**Activity**
Transcribe exactly the line that contains "formatted like [182,39]." and every line after it to the end of the entries, and nothing more.

**Records shown**
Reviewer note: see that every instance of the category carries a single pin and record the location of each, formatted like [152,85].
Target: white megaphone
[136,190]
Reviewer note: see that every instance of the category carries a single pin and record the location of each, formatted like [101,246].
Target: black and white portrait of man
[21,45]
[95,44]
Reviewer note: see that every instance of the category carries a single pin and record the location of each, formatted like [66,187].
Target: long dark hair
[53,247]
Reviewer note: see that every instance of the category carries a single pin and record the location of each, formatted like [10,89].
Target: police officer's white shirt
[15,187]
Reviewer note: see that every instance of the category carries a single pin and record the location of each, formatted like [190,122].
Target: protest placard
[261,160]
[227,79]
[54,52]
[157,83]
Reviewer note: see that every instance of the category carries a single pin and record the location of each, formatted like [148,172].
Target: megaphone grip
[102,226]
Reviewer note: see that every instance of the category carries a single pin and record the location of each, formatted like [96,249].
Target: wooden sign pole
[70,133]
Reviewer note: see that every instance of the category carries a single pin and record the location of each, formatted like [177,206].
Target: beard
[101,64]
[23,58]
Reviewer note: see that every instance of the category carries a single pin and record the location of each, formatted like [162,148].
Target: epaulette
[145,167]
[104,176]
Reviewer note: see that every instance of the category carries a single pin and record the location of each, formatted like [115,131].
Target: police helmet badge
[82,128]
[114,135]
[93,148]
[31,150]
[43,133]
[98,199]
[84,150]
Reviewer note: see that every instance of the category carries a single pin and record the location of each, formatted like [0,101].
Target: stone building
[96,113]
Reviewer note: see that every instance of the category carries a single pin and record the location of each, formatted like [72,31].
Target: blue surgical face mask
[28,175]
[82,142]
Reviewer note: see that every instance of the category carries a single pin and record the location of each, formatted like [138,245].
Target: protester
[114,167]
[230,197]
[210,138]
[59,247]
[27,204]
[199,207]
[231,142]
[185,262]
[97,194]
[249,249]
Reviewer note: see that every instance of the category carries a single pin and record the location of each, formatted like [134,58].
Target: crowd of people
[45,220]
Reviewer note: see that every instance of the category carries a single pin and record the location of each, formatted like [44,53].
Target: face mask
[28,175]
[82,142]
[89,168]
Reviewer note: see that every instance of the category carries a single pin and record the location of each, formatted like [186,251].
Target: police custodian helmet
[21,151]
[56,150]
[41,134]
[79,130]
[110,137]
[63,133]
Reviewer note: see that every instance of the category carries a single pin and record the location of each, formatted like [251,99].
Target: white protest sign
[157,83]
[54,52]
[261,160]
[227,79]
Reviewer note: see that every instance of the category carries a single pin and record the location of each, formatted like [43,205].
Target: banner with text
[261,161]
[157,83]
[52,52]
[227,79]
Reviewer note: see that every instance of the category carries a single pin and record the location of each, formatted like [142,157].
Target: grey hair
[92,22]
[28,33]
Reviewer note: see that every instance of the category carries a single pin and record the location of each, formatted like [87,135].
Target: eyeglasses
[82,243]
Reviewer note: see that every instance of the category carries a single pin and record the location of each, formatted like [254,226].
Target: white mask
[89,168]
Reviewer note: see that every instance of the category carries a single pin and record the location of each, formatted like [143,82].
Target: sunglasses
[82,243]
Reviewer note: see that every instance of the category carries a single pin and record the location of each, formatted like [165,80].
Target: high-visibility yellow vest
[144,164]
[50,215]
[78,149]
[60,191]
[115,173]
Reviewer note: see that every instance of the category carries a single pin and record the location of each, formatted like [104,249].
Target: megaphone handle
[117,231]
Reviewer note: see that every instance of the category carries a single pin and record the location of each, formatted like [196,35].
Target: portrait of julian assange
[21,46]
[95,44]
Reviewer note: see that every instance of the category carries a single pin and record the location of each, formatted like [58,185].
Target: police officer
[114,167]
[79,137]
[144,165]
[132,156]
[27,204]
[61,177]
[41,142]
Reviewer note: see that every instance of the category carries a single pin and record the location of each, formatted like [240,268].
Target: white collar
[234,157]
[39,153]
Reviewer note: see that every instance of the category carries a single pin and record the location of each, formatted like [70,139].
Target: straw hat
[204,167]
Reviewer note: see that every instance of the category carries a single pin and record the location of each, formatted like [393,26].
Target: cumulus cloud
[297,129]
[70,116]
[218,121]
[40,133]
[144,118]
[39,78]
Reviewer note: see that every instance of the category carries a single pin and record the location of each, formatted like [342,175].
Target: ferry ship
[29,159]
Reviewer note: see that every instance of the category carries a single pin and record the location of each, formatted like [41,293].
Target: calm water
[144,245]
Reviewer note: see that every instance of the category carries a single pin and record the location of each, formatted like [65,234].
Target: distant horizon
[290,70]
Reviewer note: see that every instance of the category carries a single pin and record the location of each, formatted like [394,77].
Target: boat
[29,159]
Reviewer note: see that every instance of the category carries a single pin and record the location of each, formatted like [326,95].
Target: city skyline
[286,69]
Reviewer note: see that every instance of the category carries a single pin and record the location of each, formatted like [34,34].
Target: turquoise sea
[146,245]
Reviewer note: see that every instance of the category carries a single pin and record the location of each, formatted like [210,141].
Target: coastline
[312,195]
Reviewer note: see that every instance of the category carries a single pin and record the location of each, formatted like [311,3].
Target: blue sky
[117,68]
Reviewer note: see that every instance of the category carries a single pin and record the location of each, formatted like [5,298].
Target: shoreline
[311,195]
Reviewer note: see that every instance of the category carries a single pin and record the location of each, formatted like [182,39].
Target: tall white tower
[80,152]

**Finished exercise**
Reviewer note: see that every instance of the category carries a single pin and record the location of each, formatted like [182,39].
Target: tall white tower
[80,152]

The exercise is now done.